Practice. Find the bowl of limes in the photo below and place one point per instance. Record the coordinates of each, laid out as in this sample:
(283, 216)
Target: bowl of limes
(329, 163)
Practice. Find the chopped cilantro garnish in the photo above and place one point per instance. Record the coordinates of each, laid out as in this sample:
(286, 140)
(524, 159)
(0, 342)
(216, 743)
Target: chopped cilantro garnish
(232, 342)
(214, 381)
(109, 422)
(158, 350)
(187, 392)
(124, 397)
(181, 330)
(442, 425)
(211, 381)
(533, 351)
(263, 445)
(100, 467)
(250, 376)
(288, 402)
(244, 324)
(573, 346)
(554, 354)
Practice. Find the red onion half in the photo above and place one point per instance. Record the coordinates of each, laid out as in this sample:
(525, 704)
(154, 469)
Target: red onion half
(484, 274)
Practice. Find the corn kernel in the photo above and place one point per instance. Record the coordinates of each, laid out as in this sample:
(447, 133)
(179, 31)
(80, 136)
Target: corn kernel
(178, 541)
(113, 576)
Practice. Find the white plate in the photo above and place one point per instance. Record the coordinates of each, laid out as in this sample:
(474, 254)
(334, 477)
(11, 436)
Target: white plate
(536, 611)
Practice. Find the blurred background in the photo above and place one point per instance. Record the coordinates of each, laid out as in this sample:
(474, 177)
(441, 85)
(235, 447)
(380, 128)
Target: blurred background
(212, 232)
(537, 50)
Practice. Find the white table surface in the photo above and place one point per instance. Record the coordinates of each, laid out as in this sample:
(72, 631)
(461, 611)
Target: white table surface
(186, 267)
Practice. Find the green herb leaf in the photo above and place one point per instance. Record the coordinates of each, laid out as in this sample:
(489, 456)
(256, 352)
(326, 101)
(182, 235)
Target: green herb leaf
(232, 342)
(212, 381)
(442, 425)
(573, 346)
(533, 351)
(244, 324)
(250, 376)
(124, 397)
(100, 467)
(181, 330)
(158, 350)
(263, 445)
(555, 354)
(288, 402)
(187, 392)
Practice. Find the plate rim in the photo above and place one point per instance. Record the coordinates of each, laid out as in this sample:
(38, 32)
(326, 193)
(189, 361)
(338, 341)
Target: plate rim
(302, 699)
◇ ◇ ◇
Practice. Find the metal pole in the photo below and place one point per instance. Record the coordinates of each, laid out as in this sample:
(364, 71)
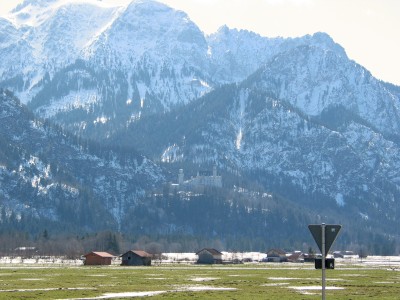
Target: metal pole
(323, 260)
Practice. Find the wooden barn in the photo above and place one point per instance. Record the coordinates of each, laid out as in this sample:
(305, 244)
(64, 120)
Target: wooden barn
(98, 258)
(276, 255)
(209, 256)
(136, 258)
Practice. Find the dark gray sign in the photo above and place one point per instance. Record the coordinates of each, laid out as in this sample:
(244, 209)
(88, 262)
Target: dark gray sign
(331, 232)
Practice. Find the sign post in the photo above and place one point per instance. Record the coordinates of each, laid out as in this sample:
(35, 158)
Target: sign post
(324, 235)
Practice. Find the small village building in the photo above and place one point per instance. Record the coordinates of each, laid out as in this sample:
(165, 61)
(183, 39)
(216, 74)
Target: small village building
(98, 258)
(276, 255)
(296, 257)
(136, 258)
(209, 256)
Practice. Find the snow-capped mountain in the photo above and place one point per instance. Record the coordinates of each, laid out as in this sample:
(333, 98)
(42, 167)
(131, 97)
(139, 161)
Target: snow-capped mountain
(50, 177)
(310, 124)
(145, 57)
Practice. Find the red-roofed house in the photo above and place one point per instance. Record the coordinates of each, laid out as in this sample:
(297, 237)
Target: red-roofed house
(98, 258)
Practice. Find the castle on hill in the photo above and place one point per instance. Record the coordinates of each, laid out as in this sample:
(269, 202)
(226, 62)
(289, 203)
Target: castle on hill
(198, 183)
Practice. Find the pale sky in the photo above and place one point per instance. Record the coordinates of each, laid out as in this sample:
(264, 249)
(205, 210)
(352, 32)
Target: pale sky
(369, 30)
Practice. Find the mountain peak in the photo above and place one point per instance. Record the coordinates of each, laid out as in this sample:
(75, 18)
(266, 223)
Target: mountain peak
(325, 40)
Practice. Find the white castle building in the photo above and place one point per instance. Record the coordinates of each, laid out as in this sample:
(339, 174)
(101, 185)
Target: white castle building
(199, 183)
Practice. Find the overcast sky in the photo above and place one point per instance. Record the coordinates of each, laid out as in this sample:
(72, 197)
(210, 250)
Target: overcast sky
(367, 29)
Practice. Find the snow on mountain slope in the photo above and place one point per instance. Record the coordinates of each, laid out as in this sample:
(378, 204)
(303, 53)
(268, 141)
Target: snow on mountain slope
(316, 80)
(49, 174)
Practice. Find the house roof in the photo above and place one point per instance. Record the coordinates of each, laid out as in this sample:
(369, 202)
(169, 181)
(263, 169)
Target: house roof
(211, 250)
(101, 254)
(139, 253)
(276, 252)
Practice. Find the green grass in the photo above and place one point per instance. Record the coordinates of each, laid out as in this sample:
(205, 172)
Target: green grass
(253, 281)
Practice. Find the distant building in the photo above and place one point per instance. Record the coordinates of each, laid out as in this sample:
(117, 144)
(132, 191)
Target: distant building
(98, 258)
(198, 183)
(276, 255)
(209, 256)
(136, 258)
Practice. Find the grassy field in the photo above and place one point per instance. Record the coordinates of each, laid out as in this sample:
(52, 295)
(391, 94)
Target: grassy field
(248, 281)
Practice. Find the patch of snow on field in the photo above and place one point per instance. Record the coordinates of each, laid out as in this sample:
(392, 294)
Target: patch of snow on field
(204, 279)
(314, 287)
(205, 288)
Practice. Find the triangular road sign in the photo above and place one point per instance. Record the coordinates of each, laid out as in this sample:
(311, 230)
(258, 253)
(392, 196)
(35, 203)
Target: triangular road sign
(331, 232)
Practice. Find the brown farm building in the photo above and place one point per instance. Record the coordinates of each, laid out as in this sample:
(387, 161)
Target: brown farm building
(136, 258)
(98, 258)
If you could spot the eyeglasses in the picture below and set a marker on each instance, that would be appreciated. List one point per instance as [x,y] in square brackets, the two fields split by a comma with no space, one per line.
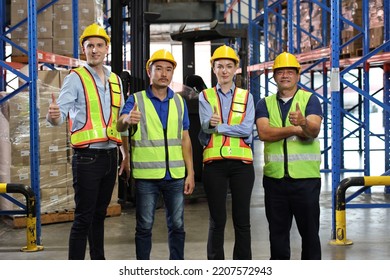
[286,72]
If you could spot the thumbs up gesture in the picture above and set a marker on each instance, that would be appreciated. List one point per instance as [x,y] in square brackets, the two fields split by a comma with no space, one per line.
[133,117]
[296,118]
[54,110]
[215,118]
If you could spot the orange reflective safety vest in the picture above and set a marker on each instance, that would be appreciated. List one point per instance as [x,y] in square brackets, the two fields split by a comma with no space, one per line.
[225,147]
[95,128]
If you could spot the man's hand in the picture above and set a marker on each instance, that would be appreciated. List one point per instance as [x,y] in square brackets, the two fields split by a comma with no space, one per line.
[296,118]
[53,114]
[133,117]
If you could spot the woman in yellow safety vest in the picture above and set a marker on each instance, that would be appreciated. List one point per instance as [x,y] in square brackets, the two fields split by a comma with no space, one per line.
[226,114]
◇ ◇ ◇
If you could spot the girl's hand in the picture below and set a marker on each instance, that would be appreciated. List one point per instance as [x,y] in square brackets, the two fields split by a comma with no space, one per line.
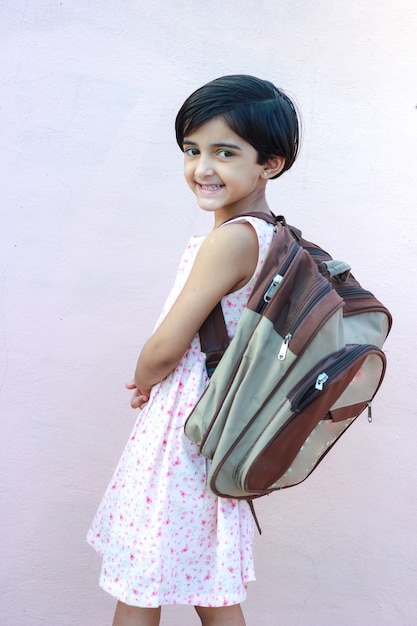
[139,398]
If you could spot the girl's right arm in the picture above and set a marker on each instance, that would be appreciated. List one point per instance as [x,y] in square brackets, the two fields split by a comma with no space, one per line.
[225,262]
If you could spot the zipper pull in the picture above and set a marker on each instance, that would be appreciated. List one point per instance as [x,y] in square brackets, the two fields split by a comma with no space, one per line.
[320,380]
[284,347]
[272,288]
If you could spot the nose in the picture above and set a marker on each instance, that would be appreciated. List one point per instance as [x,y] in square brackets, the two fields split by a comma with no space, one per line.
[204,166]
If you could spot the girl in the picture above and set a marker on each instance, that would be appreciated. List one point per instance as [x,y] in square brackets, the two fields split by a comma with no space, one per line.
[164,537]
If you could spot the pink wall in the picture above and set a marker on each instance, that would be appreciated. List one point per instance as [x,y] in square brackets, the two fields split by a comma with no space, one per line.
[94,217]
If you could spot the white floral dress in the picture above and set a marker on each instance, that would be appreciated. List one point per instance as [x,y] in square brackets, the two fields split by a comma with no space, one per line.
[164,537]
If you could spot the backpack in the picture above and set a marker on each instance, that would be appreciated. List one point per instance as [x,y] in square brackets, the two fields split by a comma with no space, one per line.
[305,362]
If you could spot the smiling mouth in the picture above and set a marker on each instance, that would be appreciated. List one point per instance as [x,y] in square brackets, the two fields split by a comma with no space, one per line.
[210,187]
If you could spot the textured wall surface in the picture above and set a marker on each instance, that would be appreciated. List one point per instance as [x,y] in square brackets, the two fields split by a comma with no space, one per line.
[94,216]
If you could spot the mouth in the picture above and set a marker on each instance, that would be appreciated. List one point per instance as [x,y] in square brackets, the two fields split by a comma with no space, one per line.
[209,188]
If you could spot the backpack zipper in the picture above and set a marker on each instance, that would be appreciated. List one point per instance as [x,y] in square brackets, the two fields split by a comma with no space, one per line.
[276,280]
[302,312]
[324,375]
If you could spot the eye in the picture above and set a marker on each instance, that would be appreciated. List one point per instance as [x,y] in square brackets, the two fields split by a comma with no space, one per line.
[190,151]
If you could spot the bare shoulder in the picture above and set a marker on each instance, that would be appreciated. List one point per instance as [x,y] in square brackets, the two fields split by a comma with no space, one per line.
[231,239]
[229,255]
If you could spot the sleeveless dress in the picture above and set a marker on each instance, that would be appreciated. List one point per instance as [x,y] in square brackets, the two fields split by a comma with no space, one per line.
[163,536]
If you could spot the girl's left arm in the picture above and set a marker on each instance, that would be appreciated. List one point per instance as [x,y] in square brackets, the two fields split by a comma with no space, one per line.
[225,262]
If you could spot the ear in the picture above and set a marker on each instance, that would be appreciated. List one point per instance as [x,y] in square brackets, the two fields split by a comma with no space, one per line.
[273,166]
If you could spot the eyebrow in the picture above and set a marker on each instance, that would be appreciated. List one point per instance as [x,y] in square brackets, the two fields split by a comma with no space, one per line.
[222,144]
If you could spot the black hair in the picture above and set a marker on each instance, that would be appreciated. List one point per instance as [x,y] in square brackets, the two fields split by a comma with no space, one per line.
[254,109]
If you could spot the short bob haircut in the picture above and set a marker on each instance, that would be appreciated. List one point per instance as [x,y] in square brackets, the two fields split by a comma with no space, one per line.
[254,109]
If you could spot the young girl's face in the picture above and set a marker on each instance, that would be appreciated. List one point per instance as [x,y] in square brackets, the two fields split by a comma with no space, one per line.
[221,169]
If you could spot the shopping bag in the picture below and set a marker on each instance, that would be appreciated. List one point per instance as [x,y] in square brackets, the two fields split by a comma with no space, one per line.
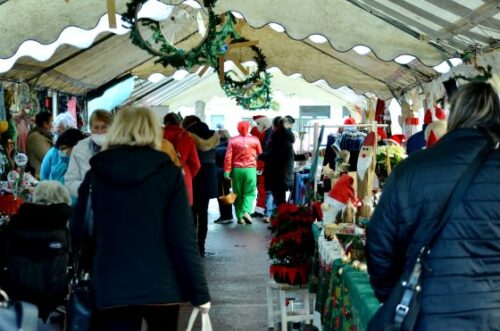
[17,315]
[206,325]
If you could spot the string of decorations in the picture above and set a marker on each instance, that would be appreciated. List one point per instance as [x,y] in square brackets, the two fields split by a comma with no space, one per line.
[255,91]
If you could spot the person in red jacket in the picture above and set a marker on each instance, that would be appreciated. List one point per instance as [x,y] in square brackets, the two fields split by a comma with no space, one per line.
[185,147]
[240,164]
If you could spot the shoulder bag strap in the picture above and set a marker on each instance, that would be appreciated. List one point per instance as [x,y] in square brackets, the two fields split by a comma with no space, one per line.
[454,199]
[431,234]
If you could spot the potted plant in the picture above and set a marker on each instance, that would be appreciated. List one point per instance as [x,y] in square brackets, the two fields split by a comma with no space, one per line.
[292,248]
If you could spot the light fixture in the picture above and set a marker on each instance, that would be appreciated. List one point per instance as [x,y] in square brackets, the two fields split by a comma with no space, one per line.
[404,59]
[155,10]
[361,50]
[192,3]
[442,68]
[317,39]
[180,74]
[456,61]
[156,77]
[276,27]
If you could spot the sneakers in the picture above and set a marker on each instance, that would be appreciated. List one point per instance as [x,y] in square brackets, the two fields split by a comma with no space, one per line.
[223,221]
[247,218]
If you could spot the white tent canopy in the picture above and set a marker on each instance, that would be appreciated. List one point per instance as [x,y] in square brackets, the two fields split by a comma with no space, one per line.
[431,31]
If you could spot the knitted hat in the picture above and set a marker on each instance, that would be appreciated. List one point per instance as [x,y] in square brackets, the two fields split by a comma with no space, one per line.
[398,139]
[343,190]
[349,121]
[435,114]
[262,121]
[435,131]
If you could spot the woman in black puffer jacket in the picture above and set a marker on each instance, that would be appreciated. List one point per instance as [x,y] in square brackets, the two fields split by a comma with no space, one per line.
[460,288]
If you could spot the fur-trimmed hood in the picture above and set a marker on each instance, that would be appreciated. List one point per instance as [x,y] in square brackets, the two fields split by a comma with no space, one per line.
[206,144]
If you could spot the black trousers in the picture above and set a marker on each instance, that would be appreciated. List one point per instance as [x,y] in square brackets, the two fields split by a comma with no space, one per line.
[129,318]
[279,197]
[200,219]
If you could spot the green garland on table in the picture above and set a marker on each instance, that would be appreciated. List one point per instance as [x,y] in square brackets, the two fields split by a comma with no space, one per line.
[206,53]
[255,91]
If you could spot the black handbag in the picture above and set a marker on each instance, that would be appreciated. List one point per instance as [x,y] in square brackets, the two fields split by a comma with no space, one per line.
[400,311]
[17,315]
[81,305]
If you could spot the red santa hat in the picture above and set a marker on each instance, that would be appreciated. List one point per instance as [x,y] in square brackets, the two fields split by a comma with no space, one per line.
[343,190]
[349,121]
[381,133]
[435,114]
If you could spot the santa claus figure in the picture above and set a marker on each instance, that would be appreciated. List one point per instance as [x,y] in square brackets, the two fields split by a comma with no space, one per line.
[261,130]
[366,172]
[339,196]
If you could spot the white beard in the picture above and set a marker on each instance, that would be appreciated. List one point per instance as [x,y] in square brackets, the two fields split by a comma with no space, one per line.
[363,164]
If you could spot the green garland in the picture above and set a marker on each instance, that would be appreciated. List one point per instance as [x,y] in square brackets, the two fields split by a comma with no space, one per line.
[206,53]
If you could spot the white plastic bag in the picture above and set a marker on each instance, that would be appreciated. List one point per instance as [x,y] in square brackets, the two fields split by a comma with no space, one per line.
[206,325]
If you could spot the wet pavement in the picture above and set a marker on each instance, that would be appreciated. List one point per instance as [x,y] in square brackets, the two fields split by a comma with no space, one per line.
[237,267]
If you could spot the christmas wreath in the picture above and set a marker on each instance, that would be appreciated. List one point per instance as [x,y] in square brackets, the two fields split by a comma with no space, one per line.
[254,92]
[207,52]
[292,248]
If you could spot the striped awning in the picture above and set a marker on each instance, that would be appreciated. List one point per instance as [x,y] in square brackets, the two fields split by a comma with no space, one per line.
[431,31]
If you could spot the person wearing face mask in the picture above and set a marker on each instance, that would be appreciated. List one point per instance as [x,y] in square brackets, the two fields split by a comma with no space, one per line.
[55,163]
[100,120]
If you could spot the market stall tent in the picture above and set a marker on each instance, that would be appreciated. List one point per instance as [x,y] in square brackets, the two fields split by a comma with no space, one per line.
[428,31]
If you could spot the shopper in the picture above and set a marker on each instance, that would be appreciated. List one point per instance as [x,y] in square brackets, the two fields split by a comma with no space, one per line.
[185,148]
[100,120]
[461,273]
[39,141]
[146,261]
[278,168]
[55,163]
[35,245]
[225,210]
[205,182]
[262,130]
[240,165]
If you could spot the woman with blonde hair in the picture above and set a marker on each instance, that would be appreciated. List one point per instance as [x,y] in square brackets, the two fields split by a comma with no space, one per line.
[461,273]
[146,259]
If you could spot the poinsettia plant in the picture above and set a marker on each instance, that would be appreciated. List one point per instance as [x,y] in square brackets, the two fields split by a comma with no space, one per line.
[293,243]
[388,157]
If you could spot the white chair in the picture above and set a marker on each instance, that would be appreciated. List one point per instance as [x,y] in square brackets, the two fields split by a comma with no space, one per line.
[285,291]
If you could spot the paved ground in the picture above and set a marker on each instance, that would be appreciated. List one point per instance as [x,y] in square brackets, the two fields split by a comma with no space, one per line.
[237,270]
◇ ◇ ◇
Produce a word-for-word copy of everything above from the line holding "Target: snow-capped mountain" down to the line holding "Practice. Find the castle", with both of those lines kept.

▶ _Result of the exercise_:
Target: snow-capped mountain
(50, 177)
(310, 124)
(145, 57)
Practice. Find the red-roofed house in the photo above and place one point per instance. Record the coordinates of each, laid out as in this sample:
(297, 237)
Target: red-roofed house
(98, 258)
Practice. Find the castle on hill in the photo above and place one point per instance. Record the coordinates of each, laid out as in this sample:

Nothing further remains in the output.